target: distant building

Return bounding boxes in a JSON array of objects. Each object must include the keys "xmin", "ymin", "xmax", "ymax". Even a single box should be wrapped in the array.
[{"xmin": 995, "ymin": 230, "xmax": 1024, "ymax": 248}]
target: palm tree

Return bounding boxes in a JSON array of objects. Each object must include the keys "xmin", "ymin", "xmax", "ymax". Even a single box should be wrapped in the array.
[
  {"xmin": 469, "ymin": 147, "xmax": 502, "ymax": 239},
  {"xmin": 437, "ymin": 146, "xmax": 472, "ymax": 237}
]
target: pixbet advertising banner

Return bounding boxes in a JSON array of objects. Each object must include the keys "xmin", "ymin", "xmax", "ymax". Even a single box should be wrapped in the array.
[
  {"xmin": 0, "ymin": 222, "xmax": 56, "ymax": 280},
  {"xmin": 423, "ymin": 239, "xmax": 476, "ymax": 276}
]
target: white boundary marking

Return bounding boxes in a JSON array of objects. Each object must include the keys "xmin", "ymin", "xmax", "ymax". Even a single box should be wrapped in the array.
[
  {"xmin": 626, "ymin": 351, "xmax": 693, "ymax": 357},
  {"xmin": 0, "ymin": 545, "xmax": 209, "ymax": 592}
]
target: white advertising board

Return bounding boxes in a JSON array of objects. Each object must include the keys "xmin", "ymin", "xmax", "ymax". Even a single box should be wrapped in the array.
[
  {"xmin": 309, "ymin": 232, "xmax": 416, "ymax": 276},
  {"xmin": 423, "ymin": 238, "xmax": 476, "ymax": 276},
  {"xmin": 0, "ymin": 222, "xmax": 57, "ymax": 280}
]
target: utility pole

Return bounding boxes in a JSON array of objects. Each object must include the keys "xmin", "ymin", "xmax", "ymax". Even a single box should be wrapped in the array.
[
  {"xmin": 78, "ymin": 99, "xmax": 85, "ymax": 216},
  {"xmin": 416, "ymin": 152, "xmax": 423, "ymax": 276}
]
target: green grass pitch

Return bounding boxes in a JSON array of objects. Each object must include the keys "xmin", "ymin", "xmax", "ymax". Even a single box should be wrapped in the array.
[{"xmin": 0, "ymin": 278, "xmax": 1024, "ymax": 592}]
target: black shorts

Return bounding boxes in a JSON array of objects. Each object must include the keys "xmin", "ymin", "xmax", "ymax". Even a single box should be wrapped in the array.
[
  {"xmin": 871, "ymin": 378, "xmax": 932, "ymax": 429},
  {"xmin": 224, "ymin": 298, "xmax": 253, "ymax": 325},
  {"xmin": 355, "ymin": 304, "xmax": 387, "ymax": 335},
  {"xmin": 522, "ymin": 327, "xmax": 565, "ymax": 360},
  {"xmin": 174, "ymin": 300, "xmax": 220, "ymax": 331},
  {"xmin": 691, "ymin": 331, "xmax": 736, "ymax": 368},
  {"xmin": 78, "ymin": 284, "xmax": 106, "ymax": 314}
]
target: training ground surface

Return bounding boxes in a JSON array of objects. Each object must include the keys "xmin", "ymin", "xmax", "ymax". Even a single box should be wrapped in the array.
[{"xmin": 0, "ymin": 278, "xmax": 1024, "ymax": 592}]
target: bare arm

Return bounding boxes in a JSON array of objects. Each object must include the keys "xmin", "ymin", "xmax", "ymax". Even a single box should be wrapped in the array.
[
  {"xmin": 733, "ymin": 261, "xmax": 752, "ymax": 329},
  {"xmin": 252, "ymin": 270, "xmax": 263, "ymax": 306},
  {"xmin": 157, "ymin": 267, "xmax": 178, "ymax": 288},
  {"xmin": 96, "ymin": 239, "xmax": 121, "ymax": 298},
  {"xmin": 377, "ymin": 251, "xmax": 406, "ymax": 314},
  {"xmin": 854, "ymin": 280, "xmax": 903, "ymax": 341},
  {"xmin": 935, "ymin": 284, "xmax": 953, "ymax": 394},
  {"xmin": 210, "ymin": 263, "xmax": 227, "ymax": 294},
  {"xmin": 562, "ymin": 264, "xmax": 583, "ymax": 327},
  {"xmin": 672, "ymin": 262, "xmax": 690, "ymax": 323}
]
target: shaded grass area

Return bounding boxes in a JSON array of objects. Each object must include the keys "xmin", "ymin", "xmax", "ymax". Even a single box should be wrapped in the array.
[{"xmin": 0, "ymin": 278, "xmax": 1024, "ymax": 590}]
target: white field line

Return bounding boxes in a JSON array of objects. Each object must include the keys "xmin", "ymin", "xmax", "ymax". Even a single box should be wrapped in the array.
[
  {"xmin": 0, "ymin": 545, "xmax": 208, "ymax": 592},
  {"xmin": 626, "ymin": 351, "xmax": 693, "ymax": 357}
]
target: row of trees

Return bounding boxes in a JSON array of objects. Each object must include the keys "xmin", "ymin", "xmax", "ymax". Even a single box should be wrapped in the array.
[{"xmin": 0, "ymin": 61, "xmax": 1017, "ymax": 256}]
···
### Directions
Locate every line in the lines above that contains the string "grass", and copy each such line.

### Problem solution
target: green grass pitch
target: shaded grass area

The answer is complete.